*MATERIAL FOR THIS TASK*:

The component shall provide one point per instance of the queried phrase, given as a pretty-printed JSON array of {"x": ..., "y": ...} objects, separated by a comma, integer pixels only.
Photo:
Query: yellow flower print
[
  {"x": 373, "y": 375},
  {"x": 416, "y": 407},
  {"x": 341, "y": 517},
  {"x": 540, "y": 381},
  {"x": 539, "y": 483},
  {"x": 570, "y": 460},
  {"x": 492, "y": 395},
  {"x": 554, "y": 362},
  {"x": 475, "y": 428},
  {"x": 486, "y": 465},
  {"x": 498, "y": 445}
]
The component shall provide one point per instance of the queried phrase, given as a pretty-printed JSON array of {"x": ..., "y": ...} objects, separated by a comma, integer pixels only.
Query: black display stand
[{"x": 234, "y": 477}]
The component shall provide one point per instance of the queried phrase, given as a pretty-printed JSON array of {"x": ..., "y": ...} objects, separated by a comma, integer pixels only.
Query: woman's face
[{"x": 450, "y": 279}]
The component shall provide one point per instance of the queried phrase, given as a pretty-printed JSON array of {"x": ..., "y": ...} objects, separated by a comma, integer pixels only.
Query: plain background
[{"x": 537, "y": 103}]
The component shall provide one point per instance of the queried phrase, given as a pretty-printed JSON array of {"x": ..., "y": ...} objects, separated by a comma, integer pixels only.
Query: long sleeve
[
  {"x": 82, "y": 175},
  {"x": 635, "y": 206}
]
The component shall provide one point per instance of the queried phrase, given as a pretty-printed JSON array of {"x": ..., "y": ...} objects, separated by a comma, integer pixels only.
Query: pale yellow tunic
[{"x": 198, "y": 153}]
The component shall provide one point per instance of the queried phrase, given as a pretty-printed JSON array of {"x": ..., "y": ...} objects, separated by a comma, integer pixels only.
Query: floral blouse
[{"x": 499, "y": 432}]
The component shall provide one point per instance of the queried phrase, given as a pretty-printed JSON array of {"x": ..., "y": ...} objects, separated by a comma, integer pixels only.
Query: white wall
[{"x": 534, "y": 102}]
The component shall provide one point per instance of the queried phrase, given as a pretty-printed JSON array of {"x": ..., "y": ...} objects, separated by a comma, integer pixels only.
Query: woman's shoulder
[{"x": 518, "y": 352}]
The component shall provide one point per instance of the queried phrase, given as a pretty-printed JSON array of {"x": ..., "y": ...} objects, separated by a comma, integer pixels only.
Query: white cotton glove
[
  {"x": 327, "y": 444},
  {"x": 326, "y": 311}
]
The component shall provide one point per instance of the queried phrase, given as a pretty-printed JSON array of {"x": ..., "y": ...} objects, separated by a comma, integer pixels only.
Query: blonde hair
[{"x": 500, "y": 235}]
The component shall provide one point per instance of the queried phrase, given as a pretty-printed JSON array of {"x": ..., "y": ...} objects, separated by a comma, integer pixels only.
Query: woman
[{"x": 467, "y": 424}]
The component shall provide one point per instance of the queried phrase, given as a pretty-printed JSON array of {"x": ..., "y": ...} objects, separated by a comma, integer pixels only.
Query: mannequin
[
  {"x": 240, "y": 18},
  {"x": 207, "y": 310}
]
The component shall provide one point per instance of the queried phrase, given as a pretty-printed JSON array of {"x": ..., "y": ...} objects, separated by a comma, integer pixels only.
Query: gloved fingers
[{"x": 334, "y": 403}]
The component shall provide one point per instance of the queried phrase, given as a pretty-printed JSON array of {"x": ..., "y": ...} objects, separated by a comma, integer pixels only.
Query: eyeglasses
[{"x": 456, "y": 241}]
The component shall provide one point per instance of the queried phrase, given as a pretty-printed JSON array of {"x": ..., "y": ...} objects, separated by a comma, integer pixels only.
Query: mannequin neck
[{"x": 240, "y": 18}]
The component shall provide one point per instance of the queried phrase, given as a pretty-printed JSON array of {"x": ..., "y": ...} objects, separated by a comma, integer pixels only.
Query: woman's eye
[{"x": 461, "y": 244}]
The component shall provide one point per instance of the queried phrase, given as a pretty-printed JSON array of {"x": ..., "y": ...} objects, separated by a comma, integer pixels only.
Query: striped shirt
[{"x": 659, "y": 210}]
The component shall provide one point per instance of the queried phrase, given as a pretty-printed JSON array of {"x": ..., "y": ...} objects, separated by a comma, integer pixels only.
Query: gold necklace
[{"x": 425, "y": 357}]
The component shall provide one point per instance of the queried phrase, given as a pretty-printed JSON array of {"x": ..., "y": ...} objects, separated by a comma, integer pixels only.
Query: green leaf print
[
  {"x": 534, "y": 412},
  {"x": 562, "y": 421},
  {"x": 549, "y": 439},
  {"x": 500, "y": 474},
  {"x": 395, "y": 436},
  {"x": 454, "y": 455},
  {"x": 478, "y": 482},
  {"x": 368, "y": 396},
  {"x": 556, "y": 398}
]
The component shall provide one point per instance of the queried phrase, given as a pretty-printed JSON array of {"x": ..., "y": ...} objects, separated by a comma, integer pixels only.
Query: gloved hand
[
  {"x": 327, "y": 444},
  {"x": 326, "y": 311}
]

*PROBLEM TO SOLVE*: Every line above should be printed again exactly as it stands.

*THE ANSWER*:
The component shall provide one point per instance of the queried phrase, given as a pretty-printed JSON array of {"x": ..., "y": ...} objects, separated by a comma, integer pixels only.
Photo:
Query: yellow flower print
[
  {"x": 373, "y": 375},
  {"x": 416, "y": 407},
  {"x": 341, "y": 517},
  {"x": 540, "y": 381},
  {"x": 539, "y": 483},
  {"x": 570, "y": 460},
  {"x": 492, "y": 395},
  {"x": 554, "y": 362},
  {"x": 475, "y": 428},
  {"x": 486, "y": 465},
  {"x": 498, "y": 445}
]
The component shall provide one point per instance of the queried phrase, given as a pretty-printed JSON array of {"x": ..., "y": ...} objects, separated by a comma, integer pixels only.
Query: black display stand
[{"x": 234, "y": 477}]
The component shall provide one point per instance of the queried phrase, given as a pretty-printed JSON array of {"x": ..., "y": ...} objects, separated by a comma, integer pixels only.
Query: woman's face
[{"x": 450, "y": 279}]
The component shall provide one point per instance of the queried phrase, given as a pretty-printed JSON array of {"x": ..., "y": ...} objects, separated by a comma, integer pixels only.
Query: plain background
[{"x": 537, "y": 103}]
The component shall provide one point per instance of the queried phrase, given as a pretty-printed JSON array of {"x": ..., "y": ...} objects, separated by a comma, integer pixels only.
Query: long sleeve
[
  {"x": 82, "y": 175},
  {"x": 635, "y": 206}
]
The component shall provide one point per instance of the queried phrase, given as a pretty-printed JSON array of {"x": ..., "y": ...} objects, separated by a comma, integer pixels only.
Query: pale yellow tunic
[{"x": 198, "y": 153}]
The component shall provide one point per instance of the queried phrase, given as a pretty-printed JSON array of {"x": ..., "y": ...} objects, separated by a comma, integer pixels only.
Query: floral blouse
[{"x": 499, "y": 432}]
The component shall provide one point per instance of the queried phrase, given as a pretty-printed JSON array of {"x": ..., "y": ...} objects, separated by a comma, integer pixels only.
Query: white wall
[{"x": 534, "y": 102}]
The component shall provide one point per instance of the queried phrase, given as a pretty-printed JSON array of {"x": ..., "y": ...} objects, separated by a comma, integer pixels only.
Query: woman's shoulder
[{"x": 518, "y": 352}]
The component shall provide one point per instance of the queried phrase, given as a pretty-printed JSON array of {"x": ..., "y": ...} objects, separated by a comma, integer pixels only.
Query: white cotton glove
[
  {"x": 327, "y": 444},
  {"x": 326, "y": 311}
]
The component shall provide one point per instance of the queried phrase, given as a pretty-printed JSON array of {"x": ..., "y": ...} objects, separated by a comma, integer pixels only.
Query: blonde hair
[{"x": 500, "y": 235}]
The component shall provide one point per instance of the queried phrase, given as a pretty-printed JSON array of {"x": ..., "y": ...} objects, separated by a comma, integer pixels only.
Query: woman
[{"x": 467, "y": 424}]
The component shall provide one point per instance of the queried phrase, given as a pretty-printed JSON array of {"x": ..., "y": ...} objects, separated by a comma, integer pixels only.
Query: mannequin
[
  {"x": 240, "y": 18},
  {"x": 207, "y": 310}
]
The component shall provide one point per instance of the queried phrase, given as a pretty-printed JSON array of {"x": ..., "y": ...} objects, separated by a comma, integer pixels only.
Query: gloved fingers
[{"x": 334, "y": 403}]
The component shall provide one point per instance of the queried phrase, given as a pretty-printed JSON array of {"x": ..., "y": ...} objects, separated by a comma, integer pixels only.
Query: eyeglasses
[{"x": 456, "y": 241}]
The component shall provide one point per instance of the queried phrase, given as a pretty-printed JSON array of {"x": ..., "y": ...} objects, separated by a comma, integer pixels only.
Query: mannequin neck
[{"x": 240, "y": 18}]
The component shall provide one point per instance of the queried phrase, given as a pretty-printed JSON array of {"x": ..., "y": ...} objects, separated by a comma, integer pixels only.
Query: woman's eye
[{"x": 461, "y": 244}]
The component shall provide one point per instance of the queried phrase, given as a pretty-printed JSON array of {"x": ..., "y": ...} objects, separated by a comma, integer pixels only.
Query: striped shirt
[{"x": 659, "y": 210}]
The component shall provide one point per instance of the queried phrase, given as a pretty-printed JSON array of {"x": ..., "y": ...} objects, separated by a comma, integer pixels only.
Query: gold necklace
[{"x": 425, "y": 357}]
The component shall provide one point per instance of the queried phrase, given as a pretty-printed JSON array of {"x": ..., "y": ...} objects, separated by a comma, integer pixels only.
Query: green leaf print
[
  {"x": 534, "y": 412},
  {"x": 562, "y": 421},
  {"x": 549, "y": 439},
  {"x": 500, "y": 474},
  {"x": 395, "y": 436},
  {"x": 454, "y": 455},
  {"x": 478, "y": 482},
  {"x": 368, "y": 396},
  {"x": 556, "y": 398}
]
The component shall provide one point per instance of the queried phrase, given as a pretty-printed JSON array of {"x": ..., "y": ...} objects, separated by a comma, integer pixels only.
Query: gloved hand
[
  {"x": 327, "y": 444},
  {"x": 326, "y": 311}
]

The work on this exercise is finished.